### Gesteld doel
Geef alle onderstaande records ongewijzigd weer, regel voor regel.

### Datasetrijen
>>>

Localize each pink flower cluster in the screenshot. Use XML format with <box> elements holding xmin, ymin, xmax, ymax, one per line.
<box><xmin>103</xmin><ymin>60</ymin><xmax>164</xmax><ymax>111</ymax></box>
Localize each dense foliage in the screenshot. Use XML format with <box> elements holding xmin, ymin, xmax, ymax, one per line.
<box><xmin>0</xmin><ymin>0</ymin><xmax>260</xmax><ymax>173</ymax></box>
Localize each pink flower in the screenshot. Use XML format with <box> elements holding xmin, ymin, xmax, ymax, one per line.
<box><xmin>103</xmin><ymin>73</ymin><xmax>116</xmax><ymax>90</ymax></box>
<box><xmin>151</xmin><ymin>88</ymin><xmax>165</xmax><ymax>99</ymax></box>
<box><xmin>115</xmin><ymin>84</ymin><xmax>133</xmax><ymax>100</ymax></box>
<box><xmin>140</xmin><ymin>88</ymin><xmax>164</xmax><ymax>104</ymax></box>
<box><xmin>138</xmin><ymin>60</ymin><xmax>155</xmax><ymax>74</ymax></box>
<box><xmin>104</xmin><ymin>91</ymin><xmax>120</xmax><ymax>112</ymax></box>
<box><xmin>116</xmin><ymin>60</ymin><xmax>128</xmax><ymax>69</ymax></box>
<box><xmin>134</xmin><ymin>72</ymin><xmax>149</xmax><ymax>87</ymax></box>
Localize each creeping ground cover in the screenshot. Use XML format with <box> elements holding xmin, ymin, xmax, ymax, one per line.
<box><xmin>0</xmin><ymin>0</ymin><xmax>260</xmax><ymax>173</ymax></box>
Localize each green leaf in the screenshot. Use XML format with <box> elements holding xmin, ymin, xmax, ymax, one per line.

<<<

### Probleemoplossing
Localize each pink flower cluster in the screenshot. Use XML format with <box> elements holding xmin, ymin, xmax, ymax, one per line.
<box><xmin>103</xmin><ymin>60</ymin><xmax>164</xmax><ymax>111</ymax></box>
Localize each dense foliage in the screenshot. Use XML format with <box> elements holding xmin, ymin, xmax, ymax, one per line.
<box><xmin>0</xmin><ymin>0</ymin><xmax>260</xmax><ymax>173</ymax></box>
Localize each pink flower in the screenshot. Use XML format with <box> elements holding xmin, ymin, xmax, ymax, one per line.
<box><xmin>103</xmin><ymin>73</ymin><xmax>116</xmax><ymax>90</ymax></box>
<box><xmin>151</xmin><ymin>88</ymin><xmax>165</xmax><ymax>99</ymax></box>
<box><xmin>115</xmin><ymin>84</ymin><xmax>133</xmax><ymax>100</ymax></box>
<box><xmin>140</xmin><ymin>88</ymin><xmax>164</xmax><ymax>104</ymax></box>
<box><xmin>138</xmin><ymin>60</ymin><xmax>155</xmax><ymax>74</ymax></box>
<box><xmin>104</xmin><ymin>91</ymin><xmax>120</xmax><ymax>112</ymax></box>
<box><xmin>116</xmin><ymin>60</ymin><xmax>128</xmax><ymax>69</ymax></box>
<box><xmin>134</xmin><ymin>72</ymin><xmax>149</xmax><ymax>87</ymax></box>
Localize each creeping ground cover in the screenshot. Use XML format with <box> elements holding xmin, ymin, xmax, ymax, one per line.
<box><xmin>0</xmin><ymin>0</ymin><xmax>260</xmax><ymax>173</ymax></box>
Localize each green leaf in the screenshot. Use XML format with <box> elements holding xmin, ymin, xmax, ymax, one per line.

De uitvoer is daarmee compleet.